Location annotation dataset excerpts:
▶
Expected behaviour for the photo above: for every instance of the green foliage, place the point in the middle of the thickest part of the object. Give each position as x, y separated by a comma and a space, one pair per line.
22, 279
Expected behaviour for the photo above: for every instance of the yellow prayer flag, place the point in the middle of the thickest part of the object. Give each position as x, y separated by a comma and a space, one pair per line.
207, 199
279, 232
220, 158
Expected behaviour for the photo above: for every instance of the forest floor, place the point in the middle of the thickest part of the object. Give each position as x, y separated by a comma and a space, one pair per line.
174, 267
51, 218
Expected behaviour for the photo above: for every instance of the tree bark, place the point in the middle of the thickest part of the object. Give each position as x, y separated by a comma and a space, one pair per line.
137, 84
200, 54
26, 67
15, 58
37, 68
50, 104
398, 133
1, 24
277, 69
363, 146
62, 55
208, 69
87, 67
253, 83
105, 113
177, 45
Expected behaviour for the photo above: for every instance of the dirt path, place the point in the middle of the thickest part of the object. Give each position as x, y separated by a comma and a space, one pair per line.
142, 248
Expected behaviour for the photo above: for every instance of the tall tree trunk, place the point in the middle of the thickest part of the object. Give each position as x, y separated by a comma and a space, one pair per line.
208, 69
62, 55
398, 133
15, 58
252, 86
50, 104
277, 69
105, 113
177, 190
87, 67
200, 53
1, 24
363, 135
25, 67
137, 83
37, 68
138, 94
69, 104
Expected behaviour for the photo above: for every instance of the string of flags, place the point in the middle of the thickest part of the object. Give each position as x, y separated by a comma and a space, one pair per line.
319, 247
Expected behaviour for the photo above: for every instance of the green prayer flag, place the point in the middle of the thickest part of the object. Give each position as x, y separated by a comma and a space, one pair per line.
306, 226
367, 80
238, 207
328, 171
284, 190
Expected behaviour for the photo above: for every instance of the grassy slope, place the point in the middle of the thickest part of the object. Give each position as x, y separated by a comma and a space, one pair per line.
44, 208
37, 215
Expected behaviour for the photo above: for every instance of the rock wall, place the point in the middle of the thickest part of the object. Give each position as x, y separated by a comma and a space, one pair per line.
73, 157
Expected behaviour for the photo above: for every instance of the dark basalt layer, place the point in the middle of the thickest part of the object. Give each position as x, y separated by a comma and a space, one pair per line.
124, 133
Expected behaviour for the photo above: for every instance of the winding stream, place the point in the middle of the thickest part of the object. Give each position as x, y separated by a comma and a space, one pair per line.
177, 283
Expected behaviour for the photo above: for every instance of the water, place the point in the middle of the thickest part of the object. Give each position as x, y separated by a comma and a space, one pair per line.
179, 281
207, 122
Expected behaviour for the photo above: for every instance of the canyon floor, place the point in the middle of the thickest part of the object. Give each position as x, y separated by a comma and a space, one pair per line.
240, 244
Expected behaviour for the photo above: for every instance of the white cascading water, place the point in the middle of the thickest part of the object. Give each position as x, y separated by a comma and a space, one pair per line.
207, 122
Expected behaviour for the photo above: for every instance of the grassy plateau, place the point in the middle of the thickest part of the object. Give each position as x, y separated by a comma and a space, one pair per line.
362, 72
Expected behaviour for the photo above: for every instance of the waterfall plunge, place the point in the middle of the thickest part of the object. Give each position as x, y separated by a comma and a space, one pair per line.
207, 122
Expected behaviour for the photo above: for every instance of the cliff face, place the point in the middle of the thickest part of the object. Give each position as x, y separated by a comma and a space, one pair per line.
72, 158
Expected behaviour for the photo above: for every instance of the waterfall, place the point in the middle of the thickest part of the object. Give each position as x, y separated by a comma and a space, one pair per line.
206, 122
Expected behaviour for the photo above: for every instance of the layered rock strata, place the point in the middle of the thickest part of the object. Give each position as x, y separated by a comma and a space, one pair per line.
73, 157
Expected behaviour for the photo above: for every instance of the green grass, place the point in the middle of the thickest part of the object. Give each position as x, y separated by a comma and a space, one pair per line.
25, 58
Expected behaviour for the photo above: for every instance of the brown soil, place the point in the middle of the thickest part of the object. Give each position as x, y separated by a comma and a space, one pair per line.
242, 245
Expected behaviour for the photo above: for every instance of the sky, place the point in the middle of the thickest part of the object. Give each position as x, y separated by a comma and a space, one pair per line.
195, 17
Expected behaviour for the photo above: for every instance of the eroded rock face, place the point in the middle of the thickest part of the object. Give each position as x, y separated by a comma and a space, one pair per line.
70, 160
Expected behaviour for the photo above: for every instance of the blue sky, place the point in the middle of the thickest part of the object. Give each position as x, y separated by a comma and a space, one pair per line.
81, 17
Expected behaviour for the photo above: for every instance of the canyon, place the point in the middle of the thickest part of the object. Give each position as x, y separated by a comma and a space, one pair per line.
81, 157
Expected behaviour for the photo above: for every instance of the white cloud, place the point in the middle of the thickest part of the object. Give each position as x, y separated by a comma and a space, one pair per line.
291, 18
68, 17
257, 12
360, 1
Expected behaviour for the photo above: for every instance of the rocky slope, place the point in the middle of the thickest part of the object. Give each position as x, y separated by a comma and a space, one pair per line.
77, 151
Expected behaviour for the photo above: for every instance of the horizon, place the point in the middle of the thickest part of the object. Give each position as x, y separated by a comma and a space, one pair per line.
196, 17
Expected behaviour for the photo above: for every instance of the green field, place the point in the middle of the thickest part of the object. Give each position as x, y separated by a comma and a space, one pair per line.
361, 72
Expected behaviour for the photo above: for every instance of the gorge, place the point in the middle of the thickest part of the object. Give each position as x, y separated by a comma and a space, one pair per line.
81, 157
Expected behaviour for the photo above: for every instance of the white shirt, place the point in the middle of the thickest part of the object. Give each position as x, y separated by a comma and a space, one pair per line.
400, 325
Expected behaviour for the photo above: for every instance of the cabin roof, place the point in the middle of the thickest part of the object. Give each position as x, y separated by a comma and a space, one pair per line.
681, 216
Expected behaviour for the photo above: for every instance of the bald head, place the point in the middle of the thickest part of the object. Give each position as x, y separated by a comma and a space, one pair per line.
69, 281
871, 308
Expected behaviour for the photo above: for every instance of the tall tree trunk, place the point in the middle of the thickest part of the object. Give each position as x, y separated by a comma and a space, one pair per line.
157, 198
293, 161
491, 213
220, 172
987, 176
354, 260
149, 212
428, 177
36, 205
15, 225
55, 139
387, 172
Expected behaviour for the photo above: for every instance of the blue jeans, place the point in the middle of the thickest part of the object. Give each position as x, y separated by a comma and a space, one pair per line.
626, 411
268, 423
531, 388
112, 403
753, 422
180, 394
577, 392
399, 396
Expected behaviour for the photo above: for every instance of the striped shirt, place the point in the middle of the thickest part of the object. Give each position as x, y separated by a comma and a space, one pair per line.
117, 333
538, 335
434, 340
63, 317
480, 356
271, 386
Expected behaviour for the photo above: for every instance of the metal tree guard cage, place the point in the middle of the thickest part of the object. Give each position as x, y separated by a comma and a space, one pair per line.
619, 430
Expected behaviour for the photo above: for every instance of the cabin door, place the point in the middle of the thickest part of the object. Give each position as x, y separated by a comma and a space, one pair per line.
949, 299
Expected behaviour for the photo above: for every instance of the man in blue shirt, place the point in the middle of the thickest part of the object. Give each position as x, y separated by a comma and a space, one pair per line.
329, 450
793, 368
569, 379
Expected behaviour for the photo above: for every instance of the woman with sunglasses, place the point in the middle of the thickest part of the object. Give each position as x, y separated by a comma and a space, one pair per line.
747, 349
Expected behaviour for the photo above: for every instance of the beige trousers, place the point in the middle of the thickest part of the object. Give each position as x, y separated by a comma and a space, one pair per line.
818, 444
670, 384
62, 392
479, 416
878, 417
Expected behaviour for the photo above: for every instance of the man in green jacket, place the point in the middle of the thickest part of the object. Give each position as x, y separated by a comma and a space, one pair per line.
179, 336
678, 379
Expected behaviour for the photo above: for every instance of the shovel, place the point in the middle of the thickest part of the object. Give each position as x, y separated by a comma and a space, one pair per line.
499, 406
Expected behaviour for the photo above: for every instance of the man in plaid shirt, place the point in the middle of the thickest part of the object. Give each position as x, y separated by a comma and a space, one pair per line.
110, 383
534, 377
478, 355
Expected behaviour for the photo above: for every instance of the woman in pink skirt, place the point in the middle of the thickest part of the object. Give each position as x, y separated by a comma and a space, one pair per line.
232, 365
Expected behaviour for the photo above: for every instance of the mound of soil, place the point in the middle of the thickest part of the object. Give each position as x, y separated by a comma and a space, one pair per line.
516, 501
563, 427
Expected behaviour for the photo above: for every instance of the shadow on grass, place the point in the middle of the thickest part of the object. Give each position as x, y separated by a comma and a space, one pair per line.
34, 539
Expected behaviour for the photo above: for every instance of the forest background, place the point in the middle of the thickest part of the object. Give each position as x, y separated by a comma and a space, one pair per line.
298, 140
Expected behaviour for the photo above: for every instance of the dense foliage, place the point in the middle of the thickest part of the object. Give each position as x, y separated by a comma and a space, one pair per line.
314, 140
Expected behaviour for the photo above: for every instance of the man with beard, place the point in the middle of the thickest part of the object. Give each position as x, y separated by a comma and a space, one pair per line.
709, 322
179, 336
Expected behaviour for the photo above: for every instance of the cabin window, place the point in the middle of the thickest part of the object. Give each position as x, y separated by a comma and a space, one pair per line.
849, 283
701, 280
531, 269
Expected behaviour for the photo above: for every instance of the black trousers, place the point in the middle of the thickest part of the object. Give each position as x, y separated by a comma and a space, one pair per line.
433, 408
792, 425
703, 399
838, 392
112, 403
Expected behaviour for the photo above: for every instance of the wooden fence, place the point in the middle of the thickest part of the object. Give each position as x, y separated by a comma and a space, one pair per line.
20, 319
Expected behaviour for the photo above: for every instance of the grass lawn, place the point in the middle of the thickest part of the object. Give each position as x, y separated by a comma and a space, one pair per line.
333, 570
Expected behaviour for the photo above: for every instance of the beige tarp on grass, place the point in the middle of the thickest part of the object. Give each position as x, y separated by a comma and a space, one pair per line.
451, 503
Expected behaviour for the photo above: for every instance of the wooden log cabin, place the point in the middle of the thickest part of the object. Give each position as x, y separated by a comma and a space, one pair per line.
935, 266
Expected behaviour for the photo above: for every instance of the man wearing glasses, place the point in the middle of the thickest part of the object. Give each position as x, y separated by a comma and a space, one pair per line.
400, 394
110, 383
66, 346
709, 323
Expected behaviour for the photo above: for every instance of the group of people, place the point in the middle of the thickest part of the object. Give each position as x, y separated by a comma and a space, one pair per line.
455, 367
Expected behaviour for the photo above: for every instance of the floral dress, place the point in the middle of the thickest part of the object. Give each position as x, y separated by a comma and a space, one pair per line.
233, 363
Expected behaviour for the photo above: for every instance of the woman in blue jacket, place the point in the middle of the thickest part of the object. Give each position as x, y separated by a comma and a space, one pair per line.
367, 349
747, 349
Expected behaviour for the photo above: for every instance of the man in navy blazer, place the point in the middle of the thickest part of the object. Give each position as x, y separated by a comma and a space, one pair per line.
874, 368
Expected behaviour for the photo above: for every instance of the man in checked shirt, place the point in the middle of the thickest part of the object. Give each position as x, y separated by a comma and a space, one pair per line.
◀
§ WHAT YOU HAVE TO DO: Above are the records; copy exactly the lines from the one with "the beige tarp" through the final line.

§ ANSWER IN FULL:
Expected behaviour for the photo above: for every instance of the beige tarp on grass, place the point in the middle of the thickest part of the object. Give each position as x, y separated by a comma and a space, one pair per line.
451, 503
Expected behaviour for the photo above: for every instance of the wooden log cabin, place the point in the middle of the thickest part of the object. Give each position as x, y separated by a comma and a space, one pair per line.
935, 266
Expected behaviour for the photo above: for every instance of the man wearing glasses, place the point in the middle of the thickest part of the object. Give each position as x, y separated by a comma and a space, one pair per line.
400, 394
110, 383
66, 346
709, 323
Expected behaviour for the photo above: for every instance of the group of people, place the point in the middle of the thickest part of the object. Give each position as x, y separated by a comma and a space, one pair per line.
455, 367
Expected behaviour for the photo above: for every instance of the floral dress, place the point in the middle of the thickest part of the object. Give each position as x, y separated by a comma and a space, one pair per line.
233, 363
Expected behaviour for the photo above: for every instance of the woman in blue jacket, place the point in the middle of the thickest part of the object. Give each position as x, y separated by a comma and a space, one pair per line.
367, 349
747, 349
Expected behaviour for the photo above: for every instance of the man in navy blazer, place the point in the middle of the thickest part of the object. Give each position as x, y separated by a comma and a space, one pair per line.
874, 368
Expected behaviour for the photo above: for every instance of the man in checked shirt, place the point in the middle of the thickest part of the object. Give each position as x, y separated by a comma and a space, one pair per line.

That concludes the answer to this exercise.